Extract to read
-- -- --
I’ve been working on a shader that uses blended splatmaps (like Unity’s terrain) for any mesh, but also has normal mapping, detail normal textures and displacement mapping (Parallax or Relief) for as much realism as possible. All of the options can be turned on or off, so that the one shader can be used on a wide range of desktop hardware, as well as fallbacks for PS2.0 capable hardware, and even a very basic version (blended textures only) that’ll work on flash in 3.5. At the moment it works on arbitary meshes, and I’m working on a version (mainly the scripting side) that’ll work with Unity terrain. Hopefully, when it’s ready, I’ll put it on the Asset Store.
In a state of flux at the mo, so the old info isn’t accurate anymore. I’ll edit this when it changes.
My friend, you just saved my life… I created a material that has nearly everything I want on it… but I hope this will allow me to paint textures directly in Unity on the terrain meshes and have a GREAT looking mountain… Do you use Vue or Zbrush to design your mountains or caves?
I use L3DT for the terrain meshes as it allows you to export a splatmap, and a mixture of L3DT and Silo3D for the caves. When I complete the Unity terrain version, I’ll put up a webplayer of that too, so you can see if it meets your needs!
That is cool…I just do my terrains in Vue, export the super high res version of and detail it some more in Zbrush… I am not used to terrain painting in Unity…
Here’s the 3.5 flash fallback shader, which is the equivalent of Unity’s terrain shader ,running those two scenes. As Unity Flash doesn’t work with terrain at the moment, I might write an obj exporter for it, so that you can decimate the terrain in something like MeshLab and reimport it, then render it with this shader. I’m not sure about Unity Technologies’ stance on exporting terrain meshes though.
In a state of flux at the mo, so the old info isn’t accurate anymore. I’ll edit this when it changes.
it seems as if it doesn’t work on os x. but even if it would i do not see the point of this shader for chris morris has already brought bump and paralax mapping to the built in terrain. in spite of all its limitations using the built in terrain engine i think gives you a lot of advantages as long as you are targeting desktop devices and do not need cliffs and overhangs: automatic LOD, grass, trees.
-- -- --
Recorded information
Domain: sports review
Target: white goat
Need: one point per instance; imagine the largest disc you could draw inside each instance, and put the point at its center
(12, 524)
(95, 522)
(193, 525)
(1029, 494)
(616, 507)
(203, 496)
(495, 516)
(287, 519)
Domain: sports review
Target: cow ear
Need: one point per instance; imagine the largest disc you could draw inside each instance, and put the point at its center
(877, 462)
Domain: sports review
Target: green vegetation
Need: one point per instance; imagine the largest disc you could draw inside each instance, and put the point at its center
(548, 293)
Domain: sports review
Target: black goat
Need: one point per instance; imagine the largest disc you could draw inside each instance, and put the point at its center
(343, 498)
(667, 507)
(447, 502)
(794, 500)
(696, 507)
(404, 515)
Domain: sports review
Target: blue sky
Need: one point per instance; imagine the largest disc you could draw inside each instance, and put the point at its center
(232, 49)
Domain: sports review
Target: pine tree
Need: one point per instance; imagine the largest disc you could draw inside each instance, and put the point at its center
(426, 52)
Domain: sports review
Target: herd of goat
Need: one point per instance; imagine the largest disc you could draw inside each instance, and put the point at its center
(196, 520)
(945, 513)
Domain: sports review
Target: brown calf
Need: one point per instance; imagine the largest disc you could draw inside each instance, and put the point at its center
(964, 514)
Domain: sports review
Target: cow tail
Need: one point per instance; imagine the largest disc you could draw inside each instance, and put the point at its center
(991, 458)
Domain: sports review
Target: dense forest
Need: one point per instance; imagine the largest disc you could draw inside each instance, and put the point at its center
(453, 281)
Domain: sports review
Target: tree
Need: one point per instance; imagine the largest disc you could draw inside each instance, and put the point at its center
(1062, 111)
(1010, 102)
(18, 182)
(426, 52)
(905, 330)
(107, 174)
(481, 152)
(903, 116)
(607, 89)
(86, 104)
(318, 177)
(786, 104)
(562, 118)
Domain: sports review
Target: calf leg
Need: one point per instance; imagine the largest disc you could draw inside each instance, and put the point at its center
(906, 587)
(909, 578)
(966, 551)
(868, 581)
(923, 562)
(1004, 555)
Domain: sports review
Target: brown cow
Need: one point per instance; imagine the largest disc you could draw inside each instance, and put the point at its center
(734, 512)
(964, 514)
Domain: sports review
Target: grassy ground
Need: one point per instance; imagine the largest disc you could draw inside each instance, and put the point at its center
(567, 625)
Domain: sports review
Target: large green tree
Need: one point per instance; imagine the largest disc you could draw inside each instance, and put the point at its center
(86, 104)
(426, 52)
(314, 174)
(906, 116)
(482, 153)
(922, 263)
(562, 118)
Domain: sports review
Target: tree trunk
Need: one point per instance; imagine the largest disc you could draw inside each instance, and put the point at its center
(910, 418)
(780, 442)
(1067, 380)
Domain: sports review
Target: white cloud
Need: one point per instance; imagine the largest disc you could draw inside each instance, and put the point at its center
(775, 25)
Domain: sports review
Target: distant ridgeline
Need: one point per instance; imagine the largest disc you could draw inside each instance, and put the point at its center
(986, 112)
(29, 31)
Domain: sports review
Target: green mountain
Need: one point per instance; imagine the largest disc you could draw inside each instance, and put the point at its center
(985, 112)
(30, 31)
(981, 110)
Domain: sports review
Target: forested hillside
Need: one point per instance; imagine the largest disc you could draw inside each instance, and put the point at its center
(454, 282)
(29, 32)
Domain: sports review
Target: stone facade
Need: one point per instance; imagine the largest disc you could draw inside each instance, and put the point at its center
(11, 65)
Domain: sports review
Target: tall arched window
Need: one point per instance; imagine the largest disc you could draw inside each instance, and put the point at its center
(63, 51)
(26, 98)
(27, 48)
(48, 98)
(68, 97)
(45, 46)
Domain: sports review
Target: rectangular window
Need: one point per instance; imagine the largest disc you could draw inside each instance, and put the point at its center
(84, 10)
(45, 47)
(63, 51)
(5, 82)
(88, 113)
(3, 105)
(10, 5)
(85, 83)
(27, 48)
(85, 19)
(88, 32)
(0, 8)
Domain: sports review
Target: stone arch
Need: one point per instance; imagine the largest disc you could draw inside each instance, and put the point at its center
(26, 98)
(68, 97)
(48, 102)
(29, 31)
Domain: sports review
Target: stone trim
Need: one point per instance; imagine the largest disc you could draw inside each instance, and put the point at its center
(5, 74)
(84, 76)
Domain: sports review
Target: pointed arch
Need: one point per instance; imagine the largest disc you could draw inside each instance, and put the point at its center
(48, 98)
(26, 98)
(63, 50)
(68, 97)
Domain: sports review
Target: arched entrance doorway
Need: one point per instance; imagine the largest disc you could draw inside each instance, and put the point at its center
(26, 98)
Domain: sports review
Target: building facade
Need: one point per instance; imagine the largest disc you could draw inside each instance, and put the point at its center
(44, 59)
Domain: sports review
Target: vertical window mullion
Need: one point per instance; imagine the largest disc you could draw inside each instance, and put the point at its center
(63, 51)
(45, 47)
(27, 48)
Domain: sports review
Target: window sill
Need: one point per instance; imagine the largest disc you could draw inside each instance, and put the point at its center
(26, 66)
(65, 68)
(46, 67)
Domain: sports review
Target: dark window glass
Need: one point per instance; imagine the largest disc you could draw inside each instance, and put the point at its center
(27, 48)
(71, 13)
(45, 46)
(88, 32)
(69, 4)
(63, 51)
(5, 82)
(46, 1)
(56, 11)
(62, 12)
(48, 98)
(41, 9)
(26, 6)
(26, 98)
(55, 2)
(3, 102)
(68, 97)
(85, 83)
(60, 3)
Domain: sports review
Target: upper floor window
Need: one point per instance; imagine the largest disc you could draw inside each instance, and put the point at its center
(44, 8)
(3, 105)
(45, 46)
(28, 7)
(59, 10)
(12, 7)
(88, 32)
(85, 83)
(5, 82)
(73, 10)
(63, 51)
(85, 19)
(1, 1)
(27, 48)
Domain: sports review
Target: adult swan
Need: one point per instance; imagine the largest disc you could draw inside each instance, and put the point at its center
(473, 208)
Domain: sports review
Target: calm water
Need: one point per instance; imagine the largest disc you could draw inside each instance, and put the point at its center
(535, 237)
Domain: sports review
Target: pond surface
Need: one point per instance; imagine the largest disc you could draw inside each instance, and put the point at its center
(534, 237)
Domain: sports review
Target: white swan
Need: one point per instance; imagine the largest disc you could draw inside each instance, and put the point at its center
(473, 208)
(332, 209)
-- -- --
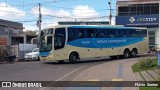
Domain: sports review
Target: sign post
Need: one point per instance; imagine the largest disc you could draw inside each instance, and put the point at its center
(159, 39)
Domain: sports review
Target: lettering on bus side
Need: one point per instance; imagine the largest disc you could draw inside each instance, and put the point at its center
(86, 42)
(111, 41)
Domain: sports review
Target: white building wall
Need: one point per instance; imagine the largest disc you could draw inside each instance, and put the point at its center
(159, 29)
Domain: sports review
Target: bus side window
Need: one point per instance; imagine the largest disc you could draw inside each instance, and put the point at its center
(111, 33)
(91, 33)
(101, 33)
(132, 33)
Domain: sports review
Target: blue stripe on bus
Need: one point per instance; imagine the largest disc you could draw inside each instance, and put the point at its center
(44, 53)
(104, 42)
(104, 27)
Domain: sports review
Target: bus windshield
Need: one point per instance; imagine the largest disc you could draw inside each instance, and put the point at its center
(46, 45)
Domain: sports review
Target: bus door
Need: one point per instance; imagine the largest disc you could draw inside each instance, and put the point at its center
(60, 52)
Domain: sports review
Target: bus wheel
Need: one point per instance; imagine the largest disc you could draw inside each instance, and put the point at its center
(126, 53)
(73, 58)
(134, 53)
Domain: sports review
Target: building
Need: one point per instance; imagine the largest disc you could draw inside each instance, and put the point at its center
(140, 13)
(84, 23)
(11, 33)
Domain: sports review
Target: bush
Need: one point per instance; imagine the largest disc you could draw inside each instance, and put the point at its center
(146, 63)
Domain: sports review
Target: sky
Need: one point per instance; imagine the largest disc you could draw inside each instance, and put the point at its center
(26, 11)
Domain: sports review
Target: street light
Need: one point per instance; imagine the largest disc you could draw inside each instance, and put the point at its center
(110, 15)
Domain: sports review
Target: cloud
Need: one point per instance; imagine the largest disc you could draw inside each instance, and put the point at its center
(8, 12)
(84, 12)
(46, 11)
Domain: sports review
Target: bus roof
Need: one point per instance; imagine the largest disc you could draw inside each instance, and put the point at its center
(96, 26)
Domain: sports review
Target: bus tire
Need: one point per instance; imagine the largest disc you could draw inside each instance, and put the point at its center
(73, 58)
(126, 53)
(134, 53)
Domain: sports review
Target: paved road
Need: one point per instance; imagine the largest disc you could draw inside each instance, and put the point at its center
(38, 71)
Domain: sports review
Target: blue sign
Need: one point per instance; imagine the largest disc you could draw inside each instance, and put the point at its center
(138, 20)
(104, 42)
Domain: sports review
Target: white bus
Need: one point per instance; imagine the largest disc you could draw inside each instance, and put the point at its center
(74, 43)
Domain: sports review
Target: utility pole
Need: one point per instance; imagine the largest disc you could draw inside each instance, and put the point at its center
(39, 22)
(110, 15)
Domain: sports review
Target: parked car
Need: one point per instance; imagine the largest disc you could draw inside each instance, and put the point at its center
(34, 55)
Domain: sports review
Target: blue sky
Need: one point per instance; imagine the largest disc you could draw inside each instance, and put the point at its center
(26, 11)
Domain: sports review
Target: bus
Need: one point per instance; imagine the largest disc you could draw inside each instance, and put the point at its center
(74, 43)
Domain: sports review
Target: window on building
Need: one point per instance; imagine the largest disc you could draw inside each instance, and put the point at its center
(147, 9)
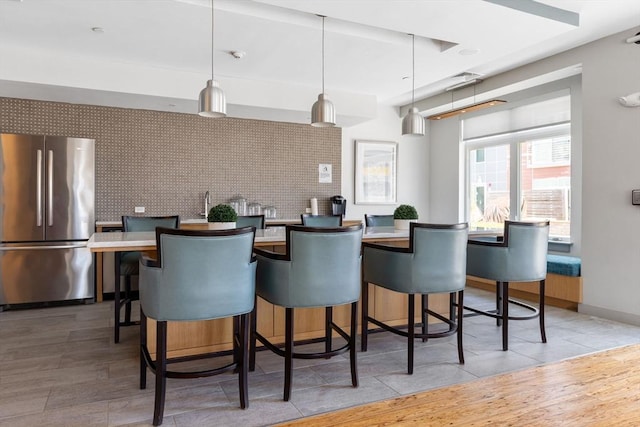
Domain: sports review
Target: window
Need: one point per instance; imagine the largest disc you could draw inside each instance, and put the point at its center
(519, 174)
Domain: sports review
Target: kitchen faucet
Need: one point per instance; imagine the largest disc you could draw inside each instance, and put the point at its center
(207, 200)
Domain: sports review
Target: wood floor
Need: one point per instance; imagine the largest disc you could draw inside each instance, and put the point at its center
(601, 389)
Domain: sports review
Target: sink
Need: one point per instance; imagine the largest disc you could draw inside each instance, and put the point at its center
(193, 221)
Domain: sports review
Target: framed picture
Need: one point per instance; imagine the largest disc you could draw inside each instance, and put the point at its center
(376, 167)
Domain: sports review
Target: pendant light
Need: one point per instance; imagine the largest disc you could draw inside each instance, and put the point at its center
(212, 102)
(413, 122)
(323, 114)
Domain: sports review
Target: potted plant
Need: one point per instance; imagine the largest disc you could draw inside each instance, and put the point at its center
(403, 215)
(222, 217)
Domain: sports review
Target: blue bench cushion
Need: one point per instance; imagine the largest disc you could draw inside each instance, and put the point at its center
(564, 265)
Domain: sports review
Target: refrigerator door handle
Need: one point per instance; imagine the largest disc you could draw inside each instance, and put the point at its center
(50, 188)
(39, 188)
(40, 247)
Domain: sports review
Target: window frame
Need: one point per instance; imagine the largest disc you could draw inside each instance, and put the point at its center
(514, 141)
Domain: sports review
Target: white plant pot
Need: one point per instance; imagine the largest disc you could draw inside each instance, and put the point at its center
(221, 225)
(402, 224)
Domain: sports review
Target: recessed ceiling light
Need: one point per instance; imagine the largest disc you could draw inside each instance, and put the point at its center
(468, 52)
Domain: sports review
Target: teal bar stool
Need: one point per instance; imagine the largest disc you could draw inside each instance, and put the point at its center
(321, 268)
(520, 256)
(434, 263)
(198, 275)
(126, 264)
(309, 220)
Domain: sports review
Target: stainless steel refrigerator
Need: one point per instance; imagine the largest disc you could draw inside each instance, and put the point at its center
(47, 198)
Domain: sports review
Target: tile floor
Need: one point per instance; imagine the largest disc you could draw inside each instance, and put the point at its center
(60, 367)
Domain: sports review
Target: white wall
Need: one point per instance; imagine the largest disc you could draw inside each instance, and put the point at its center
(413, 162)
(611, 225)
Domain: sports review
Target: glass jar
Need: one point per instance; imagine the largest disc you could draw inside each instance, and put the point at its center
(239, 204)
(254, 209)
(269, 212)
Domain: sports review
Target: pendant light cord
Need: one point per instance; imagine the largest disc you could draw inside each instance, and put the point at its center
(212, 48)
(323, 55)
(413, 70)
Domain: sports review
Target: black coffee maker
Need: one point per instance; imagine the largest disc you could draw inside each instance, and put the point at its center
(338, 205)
-- -- --
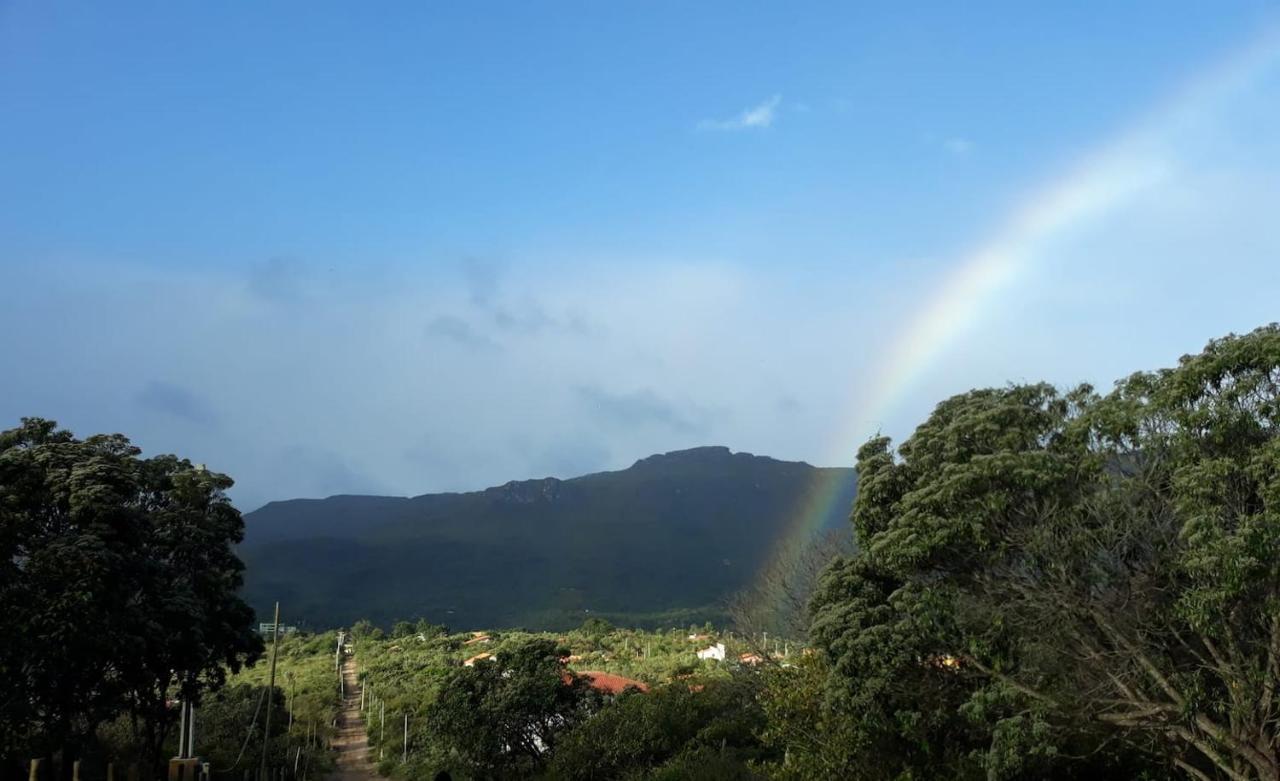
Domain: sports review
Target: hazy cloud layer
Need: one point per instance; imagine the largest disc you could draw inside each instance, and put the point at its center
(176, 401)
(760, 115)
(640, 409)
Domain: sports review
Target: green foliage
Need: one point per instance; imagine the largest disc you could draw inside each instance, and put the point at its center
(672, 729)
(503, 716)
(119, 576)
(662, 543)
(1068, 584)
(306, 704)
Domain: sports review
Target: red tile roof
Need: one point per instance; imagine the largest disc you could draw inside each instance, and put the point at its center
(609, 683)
-- -- --
Written task A
Answer these from the shader discussion:
(i) Why is L3DT used for the terrain meshes?
(ii) Besides L3DT, which program is used for the caves?
(iii) According to the last post, what has chris morris already brought to the built-in terrain?
Written task B
Transcribe the shader discussion from "I use L3DT for" up to and including "meets your needs!".
Use only the shader discussion, not the entries, when answering.

Worked answer A
(i) It allows you to export a splatmap.
(ii) Silo3D.
(iii) Bump and parallax mapping.

Worked answer B
I use L3DT for the terrain meshes as it allows you to export a splatmap, and a mixture of L3DT and Silo3D for the caves. When I complete the Unity terrain version, I’ll put up a webplayer of that too, so you can see if it meets your needs!